# [Exercise goal]
Find the line holding "Target: arctic fox" in the entries below. Give it again exactly, along with every line after it up to and including the line holding "like [81, 20].".

-- Data for this exercise follows --

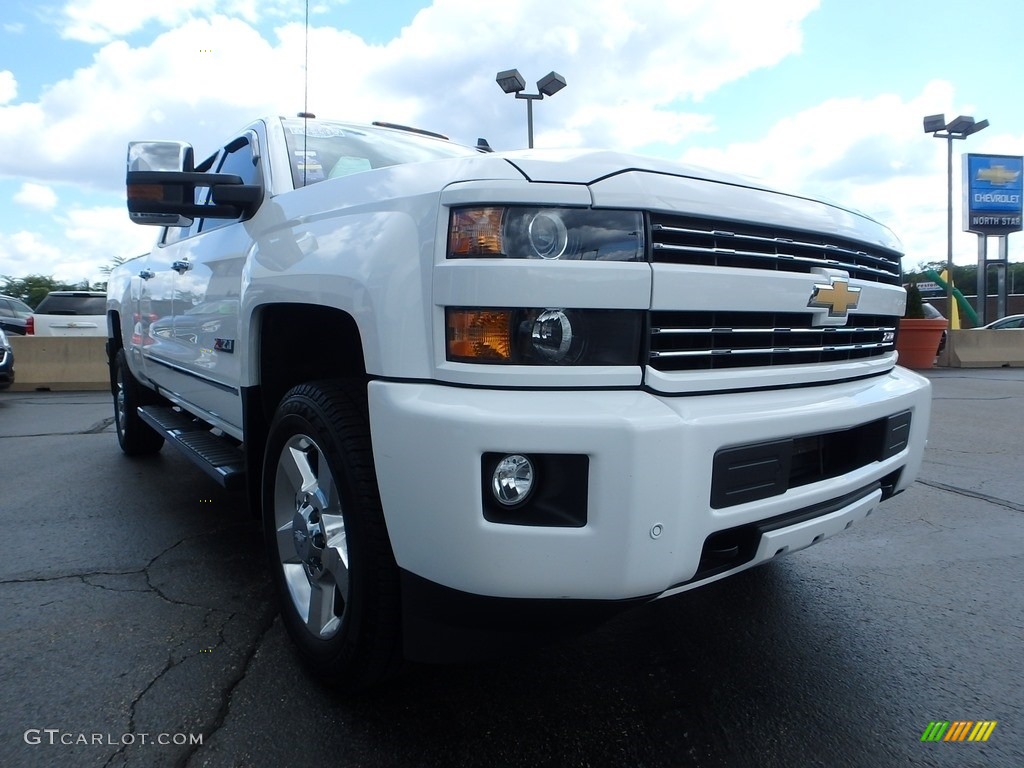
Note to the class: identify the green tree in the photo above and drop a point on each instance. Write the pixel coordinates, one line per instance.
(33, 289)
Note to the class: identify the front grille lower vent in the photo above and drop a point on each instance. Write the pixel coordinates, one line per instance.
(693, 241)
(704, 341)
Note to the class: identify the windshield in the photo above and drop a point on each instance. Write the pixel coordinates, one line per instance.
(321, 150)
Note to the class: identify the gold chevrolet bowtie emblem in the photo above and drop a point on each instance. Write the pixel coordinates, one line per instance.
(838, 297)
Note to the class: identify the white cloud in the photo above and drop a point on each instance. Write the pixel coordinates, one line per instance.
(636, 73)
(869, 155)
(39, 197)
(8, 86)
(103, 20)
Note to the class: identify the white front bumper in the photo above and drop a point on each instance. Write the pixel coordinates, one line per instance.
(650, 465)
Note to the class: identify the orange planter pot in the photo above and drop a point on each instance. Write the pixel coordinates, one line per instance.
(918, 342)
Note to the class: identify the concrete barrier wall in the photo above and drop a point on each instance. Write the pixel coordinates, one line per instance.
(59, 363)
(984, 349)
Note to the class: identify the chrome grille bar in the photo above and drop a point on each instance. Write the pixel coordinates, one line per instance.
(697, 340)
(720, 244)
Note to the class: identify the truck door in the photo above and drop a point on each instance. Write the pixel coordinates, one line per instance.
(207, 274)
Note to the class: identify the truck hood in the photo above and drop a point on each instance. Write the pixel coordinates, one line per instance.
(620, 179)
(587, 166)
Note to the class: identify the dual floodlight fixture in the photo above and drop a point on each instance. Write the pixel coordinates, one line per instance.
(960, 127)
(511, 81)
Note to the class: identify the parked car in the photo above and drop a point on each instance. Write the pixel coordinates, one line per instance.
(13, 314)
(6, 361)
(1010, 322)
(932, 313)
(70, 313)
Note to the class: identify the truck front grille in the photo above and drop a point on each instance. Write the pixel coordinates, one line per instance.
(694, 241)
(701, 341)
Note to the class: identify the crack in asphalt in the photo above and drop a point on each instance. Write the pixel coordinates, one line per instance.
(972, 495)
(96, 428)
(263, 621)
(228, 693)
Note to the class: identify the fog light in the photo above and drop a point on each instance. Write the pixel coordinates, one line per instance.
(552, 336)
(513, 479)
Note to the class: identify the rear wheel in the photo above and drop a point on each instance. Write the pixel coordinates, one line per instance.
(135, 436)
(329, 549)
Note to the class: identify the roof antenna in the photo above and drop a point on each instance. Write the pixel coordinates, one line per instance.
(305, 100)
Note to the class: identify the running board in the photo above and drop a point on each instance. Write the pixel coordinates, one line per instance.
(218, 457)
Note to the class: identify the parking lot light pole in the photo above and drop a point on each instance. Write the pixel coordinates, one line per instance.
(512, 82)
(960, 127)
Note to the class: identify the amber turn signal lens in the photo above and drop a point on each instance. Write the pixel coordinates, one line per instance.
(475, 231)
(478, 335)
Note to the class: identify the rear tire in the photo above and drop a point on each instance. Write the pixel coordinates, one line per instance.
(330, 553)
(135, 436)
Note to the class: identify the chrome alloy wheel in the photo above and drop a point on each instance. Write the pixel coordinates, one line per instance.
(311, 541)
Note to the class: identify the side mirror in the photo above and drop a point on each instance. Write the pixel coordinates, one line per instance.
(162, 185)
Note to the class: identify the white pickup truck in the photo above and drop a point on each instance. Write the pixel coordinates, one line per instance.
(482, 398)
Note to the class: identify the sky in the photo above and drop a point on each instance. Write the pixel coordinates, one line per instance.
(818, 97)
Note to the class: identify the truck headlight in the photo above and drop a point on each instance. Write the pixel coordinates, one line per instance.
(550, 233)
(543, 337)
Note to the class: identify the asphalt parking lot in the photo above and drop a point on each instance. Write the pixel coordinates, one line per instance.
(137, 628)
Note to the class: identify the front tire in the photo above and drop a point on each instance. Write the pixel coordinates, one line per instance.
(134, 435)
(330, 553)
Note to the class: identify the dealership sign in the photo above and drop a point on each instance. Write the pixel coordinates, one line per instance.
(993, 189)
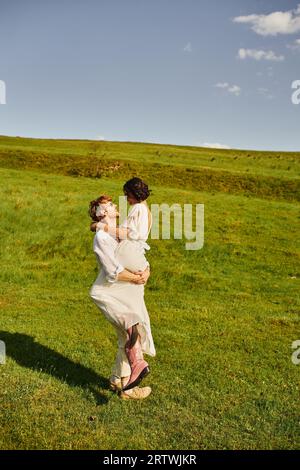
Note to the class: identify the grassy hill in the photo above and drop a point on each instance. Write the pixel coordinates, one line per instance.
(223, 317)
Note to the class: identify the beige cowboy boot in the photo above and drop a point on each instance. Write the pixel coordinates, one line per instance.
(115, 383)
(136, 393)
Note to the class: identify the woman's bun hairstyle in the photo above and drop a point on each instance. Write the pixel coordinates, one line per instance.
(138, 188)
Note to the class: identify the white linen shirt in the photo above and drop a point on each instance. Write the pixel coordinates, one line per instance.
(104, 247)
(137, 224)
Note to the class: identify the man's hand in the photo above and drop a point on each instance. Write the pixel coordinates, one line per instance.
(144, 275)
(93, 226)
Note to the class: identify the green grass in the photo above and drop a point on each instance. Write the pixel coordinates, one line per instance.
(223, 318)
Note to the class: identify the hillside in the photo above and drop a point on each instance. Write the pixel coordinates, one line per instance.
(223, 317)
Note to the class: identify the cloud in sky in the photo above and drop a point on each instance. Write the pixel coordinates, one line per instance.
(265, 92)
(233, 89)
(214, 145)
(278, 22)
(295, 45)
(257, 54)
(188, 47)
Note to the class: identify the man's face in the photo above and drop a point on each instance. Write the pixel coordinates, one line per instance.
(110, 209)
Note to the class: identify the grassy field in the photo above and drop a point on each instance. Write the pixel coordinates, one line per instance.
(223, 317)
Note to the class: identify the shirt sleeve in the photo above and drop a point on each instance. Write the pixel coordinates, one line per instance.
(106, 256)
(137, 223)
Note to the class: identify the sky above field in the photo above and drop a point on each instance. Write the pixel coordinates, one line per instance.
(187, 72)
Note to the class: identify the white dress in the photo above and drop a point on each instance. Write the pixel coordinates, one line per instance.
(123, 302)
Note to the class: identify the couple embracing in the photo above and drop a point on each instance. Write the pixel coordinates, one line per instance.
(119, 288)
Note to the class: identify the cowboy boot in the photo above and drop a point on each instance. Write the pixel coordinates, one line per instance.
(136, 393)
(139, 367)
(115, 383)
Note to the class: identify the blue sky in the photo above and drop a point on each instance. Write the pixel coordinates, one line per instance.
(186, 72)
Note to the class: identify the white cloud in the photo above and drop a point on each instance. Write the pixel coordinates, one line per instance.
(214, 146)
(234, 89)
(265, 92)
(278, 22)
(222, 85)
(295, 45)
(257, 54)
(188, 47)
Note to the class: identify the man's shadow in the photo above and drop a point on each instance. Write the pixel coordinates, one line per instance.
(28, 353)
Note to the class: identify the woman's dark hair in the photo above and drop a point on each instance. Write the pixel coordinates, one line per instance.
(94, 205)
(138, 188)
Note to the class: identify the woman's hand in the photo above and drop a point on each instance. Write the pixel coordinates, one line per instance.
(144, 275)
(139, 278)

-- Data for this exercise concluded --
-- Data for this exercise follows --

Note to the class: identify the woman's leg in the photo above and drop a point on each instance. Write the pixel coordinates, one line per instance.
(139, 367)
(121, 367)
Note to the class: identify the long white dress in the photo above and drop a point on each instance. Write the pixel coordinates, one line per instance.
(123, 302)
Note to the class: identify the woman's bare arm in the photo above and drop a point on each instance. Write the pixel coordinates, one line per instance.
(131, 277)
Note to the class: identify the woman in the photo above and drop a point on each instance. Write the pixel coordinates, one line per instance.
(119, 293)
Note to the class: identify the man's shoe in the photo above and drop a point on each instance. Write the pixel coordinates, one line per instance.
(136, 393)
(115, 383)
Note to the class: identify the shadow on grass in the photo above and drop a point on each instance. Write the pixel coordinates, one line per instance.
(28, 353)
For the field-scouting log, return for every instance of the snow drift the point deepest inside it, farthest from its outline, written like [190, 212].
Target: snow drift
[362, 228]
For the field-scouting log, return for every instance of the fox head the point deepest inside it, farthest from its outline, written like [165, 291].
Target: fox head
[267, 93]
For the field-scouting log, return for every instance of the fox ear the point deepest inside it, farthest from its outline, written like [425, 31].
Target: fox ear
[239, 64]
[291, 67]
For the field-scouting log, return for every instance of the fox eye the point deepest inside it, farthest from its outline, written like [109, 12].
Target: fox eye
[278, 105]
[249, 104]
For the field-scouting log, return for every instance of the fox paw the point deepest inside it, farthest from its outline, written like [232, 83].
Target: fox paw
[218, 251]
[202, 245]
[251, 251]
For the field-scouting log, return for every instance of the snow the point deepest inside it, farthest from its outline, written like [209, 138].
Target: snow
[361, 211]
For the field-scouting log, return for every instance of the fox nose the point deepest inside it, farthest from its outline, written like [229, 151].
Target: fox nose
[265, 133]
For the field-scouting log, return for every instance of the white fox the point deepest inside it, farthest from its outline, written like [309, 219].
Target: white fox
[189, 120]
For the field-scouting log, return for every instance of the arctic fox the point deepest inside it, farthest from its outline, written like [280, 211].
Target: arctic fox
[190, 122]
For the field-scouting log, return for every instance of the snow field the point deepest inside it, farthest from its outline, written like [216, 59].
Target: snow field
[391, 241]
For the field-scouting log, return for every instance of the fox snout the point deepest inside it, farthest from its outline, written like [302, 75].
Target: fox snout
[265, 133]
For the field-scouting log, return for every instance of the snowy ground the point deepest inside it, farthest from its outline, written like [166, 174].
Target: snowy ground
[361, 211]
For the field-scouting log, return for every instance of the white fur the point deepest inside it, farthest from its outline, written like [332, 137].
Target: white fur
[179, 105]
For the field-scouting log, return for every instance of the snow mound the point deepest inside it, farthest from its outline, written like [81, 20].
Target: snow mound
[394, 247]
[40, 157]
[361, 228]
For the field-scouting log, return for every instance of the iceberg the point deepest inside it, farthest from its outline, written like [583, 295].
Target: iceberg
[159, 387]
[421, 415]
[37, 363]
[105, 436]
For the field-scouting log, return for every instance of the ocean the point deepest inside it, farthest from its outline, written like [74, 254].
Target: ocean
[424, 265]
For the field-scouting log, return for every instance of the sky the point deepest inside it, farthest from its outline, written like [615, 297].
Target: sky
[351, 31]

-- Data for this exercise concluded --

# [Finished exercise]
Target: arctic fox
[190, 122]
For the field-scouting log, return for every instance of the snow field the point deepest inside it, farthest from its outline, written like [216, 59].
Target: snow field
[391, 241]
For the field-scouting log, return for every instance of the fox snout the point deepest inside it, farthest from its outline, written like [302, 75].
Target: fox snout
[265, 133]
For the field-scouting log, return for every instance of the snowy ground the point deepest inside it, farthest from its outline, written like [166, 174].
Target: snowy ground
[361, 211]
For the field-scouting log, return for every instance of the white fur the point deepest inside it, farthest from its outline, written like [332, 137].
Target: white fur
[179, 105]
For the field-scouting log, return for every instance of the snow mound the point deepest inside it, farthest from its outline, written like [81, 20].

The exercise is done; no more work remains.